In the listing below, locate the lines that hold "white" and copy them.

> _DATASET EXCERPTS_
*** Block opens ***
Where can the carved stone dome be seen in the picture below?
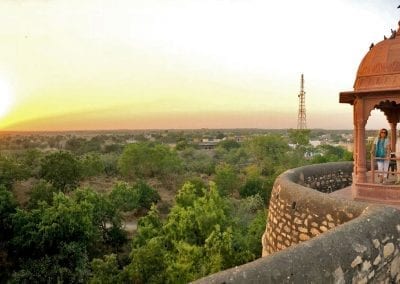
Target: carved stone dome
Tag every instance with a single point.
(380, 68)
*** Block closes ***
*** Block opens ***
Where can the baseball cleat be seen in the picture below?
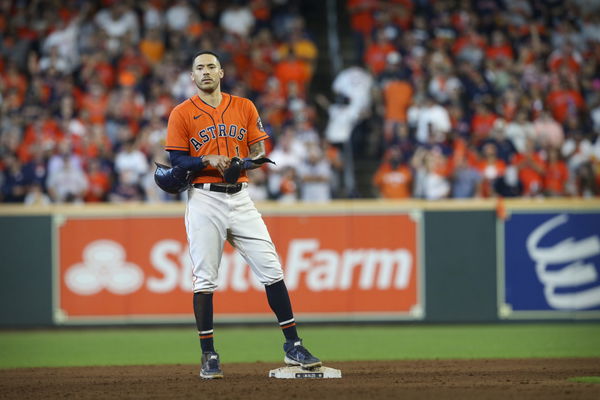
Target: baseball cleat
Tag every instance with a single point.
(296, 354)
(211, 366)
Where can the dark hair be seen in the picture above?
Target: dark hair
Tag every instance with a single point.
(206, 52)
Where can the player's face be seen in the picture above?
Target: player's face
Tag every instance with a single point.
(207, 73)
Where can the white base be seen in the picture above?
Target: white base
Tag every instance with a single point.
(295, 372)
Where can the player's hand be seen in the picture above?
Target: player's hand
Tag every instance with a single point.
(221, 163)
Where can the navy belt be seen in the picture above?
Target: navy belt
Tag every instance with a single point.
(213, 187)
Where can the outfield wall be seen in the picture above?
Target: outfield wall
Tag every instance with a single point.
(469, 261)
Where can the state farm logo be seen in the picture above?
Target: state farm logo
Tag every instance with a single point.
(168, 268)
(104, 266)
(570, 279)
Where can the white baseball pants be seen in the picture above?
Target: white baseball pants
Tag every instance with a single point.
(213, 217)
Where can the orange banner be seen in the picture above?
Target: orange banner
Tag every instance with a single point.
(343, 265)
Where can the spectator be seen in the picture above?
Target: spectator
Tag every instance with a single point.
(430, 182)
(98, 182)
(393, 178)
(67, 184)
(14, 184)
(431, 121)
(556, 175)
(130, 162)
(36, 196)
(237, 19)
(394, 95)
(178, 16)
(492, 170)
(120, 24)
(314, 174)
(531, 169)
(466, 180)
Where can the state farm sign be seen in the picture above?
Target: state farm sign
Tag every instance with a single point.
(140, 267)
*** Block closes ***
*** Block opens ***
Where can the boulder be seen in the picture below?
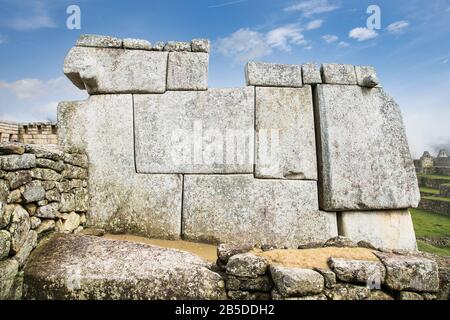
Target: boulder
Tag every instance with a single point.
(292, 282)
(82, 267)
*** Block closes ***
> _SOLUTION FOR THIS EXERCISE_
Where can the white base be seen in the picture above?
Target: white base
Where can the white baseball pants be seen in the picture above?
Target: white baseball pants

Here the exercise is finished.